(Listed entries begins)
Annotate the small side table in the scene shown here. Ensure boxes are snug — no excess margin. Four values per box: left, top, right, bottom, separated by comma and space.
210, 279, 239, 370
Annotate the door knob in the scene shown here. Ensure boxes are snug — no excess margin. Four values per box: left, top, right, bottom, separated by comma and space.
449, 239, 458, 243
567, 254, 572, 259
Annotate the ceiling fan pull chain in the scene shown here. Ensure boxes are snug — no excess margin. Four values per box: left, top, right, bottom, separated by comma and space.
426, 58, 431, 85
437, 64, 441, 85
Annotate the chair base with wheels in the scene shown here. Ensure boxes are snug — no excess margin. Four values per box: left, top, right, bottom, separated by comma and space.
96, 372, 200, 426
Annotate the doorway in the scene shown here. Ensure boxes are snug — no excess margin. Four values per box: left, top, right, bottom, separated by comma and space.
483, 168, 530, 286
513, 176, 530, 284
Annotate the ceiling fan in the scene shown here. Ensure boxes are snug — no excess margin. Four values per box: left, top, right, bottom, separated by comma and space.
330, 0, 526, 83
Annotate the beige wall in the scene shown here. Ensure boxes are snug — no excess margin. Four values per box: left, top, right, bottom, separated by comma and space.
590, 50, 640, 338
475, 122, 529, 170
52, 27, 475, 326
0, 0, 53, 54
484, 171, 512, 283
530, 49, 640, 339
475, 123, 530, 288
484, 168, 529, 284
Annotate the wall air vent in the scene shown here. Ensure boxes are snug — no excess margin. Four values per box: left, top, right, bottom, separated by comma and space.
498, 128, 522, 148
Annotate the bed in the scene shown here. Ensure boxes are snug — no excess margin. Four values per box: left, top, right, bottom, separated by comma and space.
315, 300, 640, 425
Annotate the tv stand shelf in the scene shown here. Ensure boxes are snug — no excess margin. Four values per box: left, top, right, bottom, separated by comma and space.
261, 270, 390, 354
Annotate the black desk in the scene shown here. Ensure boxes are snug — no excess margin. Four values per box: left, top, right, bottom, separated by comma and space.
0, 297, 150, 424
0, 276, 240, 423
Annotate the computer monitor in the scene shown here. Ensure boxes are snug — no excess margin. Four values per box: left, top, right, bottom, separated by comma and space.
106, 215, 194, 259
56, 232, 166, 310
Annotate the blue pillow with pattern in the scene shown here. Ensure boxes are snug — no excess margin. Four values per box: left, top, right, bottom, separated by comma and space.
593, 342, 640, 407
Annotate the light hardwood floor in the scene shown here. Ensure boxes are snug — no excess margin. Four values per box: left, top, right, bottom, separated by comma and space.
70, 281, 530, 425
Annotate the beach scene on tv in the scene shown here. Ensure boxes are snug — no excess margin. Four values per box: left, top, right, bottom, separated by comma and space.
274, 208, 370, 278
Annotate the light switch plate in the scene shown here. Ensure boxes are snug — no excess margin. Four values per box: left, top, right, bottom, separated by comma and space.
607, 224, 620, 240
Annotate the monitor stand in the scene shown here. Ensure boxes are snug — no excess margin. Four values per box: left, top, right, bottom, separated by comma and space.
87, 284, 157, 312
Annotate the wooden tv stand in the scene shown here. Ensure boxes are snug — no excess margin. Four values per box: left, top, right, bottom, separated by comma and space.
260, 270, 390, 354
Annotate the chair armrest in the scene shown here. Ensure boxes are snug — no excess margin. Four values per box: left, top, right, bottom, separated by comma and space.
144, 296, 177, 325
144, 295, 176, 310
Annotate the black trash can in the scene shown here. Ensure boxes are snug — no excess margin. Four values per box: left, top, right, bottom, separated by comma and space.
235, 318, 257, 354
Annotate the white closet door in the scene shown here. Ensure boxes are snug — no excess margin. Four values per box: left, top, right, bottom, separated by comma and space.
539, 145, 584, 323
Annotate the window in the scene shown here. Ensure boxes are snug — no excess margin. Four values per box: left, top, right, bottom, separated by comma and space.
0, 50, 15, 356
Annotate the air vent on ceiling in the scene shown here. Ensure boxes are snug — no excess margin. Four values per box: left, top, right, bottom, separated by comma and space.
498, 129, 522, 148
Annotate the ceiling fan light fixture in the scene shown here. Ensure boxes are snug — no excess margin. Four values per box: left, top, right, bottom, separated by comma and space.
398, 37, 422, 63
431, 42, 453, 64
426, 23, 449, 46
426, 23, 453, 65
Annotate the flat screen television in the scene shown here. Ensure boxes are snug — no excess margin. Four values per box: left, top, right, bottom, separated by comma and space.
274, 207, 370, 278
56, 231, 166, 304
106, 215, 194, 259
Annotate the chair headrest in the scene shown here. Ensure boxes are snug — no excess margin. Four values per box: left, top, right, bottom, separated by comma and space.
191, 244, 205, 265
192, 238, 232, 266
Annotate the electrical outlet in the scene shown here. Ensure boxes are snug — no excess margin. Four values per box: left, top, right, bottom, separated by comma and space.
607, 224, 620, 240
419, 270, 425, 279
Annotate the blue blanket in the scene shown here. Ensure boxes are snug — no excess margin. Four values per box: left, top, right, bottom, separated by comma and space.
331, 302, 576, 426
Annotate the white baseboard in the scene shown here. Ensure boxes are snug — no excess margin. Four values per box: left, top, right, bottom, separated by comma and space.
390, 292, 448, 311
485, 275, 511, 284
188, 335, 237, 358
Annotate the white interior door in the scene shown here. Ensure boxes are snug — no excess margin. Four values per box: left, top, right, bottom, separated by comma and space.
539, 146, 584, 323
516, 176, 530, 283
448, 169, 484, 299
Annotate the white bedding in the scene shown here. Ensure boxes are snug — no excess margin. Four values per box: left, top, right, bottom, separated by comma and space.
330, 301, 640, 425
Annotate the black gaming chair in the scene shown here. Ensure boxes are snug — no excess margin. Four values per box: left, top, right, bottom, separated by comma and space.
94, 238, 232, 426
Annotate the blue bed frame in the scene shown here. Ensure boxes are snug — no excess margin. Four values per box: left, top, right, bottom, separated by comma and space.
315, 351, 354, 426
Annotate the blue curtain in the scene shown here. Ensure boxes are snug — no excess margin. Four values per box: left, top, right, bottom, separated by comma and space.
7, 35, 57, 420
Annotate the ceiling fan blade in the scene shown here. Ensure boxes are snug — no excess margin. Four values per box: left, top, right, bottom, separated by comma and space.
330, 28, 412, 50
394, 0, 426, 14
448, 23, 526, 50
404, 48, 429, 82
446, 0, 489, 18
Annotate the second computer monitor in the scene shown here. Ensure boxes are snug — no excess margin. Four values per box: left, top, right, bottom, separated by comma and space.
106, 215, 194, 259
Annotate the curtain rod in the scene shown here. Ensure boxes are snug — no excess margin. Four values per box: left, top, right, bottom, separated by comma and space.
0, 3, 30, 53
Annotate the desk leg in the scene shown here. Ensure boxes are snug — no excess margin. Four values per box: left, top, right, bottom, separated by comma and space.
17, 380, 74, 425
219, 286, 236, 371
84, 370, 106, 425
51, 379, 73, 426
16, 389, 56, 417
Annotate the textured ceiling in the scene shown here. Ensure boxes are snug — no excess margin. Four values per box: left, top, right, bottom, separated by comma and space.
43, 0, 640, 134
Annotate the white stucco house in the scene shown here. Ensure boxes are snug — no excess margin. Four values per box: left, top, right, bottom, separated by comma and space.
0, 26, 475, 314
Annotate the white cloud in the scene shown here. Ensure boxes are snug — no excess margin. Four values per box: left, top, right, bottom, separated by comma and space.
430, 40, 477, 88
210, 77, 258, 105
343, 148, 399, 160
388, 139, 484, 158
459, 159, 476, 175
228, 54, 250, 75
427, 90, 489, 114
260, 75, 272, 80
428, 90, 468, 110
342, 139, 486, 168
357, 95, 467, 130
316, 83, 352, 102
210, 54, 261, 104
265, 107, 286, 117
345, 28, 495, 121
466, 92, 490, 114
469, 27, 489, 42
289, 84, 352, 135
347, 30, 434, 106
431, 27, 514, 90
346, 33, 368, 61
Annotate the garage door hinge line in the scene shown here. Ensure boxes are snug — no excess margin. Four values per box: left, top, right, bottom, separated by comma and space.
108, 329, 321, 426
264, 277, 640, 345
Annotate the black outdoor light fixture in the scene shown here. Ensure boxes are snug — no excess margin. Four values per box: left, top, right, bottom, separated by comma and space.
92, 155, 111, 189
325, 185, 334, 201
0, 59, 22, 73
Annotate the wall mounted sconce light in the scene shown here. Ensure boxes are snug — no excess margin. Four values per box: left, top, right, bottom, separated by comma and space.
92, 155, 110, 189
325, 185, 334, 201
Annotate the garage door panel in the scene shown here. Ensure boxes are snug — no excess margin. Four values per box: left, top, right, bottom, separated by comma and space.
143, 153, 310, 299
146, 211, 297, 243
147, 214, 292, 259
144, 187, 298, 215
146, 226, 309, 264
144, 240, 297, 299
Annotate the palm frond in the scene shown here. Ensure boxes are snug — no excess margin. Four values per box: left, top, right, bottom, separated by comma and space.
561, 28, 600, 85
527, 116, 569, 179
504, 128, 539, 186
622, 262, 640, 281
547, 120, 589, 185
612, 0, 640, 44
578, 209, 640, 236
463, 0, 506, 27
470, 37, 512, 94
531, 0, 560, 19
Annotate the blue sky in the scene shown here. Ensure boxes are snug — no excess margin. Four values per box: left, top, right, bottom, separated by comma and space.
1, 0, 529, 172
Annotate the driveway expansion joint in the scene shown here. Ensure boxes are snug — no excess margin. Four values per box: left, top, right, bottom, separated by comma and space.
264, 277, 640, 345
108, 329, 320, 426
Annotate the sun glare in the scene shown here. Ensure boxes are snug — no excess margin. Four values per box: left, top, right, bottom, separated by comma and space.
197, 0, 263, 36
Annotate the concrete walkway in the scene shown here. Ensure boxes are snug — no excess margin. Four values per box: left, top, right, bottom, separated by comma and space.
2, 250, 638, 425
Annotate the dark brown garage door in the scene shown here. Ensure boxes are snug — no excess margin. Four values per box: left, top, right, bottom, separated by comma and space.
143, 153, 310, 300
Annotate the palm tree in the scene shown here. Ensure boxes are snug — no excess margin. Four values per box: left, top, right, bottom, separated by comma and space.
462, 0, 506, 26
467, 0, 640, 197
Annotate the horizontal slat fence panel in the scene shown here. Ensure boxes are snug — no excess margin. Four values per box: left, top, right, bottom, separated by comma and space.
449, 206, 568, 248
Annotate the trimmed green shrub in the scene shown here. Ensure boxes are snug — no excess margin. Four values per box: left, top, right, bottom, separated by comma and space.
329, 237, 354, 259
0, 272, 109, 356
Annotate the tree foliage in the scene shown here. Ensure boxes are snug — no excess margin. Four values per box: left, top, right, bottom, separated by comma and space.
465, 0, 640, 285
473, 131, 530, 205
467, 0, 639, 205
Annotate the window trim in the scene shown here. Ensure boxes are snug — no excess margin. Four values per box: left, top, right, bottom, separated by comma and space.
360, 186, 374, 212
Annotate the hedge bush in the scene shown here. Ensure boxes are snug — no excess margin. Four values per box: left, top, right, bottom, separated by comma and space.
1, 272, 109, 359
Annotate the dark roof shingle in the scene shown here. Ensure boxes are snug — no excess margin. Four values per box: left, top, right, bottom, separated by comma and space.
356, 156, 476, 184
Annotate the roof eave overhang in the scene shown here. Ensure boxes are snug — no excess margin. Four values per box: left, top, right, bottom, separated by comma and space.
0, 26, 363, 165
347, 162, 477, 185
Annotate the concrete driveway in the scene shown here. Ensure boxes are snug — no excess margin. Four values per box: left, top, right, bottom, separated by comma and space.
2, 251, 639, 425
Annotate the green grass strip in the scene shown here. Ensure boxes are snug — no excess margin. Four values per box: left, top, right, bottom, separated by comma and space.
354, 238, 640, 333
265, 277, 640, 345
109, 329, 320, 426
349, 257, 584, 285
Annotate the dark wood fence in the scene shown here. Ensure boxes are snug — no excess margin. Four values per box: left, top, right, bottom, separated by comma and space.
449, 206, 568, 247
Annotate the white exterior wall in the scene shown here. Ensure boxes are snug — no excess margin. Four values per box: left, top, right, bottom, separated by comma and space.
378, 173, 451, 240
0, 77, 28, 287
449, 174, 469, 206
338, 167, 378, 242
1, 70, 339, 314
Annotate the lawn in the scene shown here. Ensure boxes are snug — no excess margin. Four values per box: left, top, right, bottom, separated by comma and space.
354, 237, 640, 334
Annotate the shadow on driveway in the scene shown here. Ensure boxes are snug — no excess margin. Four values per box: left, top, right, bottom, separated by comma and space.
(Listed entries ends)
■ **About this task**:
Reproduce exactly the line that holds "Annotate the dark wood", then every line after it, ending with the final line of the records above.

■ **The completed task**:
Annotate the dark wood fence in the scene shown here. Ensure boxes are snug — no excess margin. Four values per box: left, top, right, bottom, separated by comma and space.
449, 206, 568, 247
Annotate the white exterior wall in the scene shown here. Ensure boxes are snug — no excess margin. Four values per box: left, top, right, bottom, separated by comma and space.
378, 173, 451, 240
0, 77, 28, 287
449, 174, 469, 206
338, 167, 378, 242
1, 70, 339, 314
Annotate the lawn in the scene shown here. Ensure boxes are snug — no excess margin. Four values per box: left, top, right, bottom, separated by comma and space.
354, 237, 640, 334
Annotate the shadow on driveway in the scene shown here. Ensure boxes are snug — no excess margin. Four values per box: left, top, right, bottom, separated by comma and space.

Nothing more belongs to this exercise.